• [AUFGABEN]
• A. Kopieren Sie aus dem Text wörtlich den Abschnitt, der mit „Synchronizität“ beginnt und bis einschließlich „auch betrunkenen Männern.“ reicht.
• B. Wie viele Tage bleibt die erzählende Person laut dem Text in Odessa?

• [TEXT]
◆ ◆ ◆

Synchronizität
Vor drei Jahren fahre ich mit alten Zügen durch die Ukraine
bis nach Odessa. Häufig reise ich mit Nachtzügen, schlafe in alten Waggons.
Jeder Waggon hat seinen Zugbegleiter. Dieser brüht Tee im Samowar, verkauft
heimlich Bier und weckt morgens die Passagiere. Ich liege zwischen alten
Frauen, Hühnern und oft auch betrunkenen Männern.
Ich bleibe vier Tage in Odessa- meine letzte Station auf
dieser Reise. Ich laufe und fahre mit der Tram durch die Stadt und übernachte in einem alten Hotel mit
langen u- förmigen Fluren. Niemand spricht englisch. Ich spreche weder russisch, geschweige denn ukrainisch. Die Hoteldame ist sehr
unfreundlich. An einem Morgen gegen fünf, höre ich kräftiges, schnelles Schlagen gegen meine Tür: drei Männer stehen plötzlich im Raum- sie sagen nichts, sondern holen ein Kinderbett, welches im Nebenzimmer steht, heraus und lassen die Tür wieder laut ins Schloß fallen.

◆ ◆ ◆

• [DATENÜBERSICHT]
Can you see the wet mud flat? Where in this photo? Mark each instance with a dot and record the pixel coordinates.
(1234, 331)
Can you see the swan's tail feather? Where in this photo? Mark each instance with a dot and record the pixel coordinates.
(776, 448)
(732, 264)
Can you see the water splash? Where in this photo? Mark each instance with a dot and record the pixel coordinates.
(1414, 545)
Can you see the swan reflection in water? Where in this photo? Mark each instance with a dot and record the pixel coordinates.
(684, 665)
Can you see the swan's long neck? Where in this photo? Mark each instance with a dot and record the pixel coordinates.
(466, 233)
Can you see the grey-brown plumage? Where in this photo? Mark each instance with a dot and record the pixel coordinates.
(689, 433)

◆ ◆ ◆

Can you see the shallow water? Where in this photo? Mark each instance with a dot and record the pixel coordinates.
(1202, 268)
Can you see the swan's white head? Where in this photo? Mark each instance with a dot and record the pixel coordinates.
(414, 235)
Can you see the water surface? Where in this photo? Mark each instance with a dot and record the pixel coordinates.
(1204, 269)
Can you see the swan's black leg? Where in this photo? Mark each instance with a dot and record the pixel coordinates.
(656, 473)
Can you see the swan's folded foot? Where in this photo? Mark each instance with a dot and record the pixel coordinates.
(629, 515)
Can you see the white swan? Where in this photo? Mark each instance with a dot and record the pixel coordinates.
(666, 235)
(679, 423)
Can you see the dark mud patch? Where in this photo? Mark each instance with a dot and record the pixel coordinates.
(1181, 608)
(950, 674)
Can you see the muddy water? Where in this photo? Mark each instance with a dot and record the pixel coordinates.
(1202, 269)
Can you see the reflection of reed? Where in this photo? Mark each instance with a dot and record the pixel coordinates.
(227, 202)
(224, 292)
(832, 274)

◆ ◆ ◆

• [LÖSUNGEN]
• A.
Synchronizität
Vor drei Jahren fahre ich mit alten Zügen durch die Ukraine
bis nach Odessa. Häufig reise ich mit Nachtzügen, schlafe in alten Waggons.
Jeder Waggon hat seinen Zugbegleiter. Dieser brüht Tee im Samowar, verkauft
heimlich Bier und weckt morgens die Passagiere. Ich liege zwischen alten
Frauen, Hühnern und oft auch betrunkenen Männern.

• B. Vier Tage.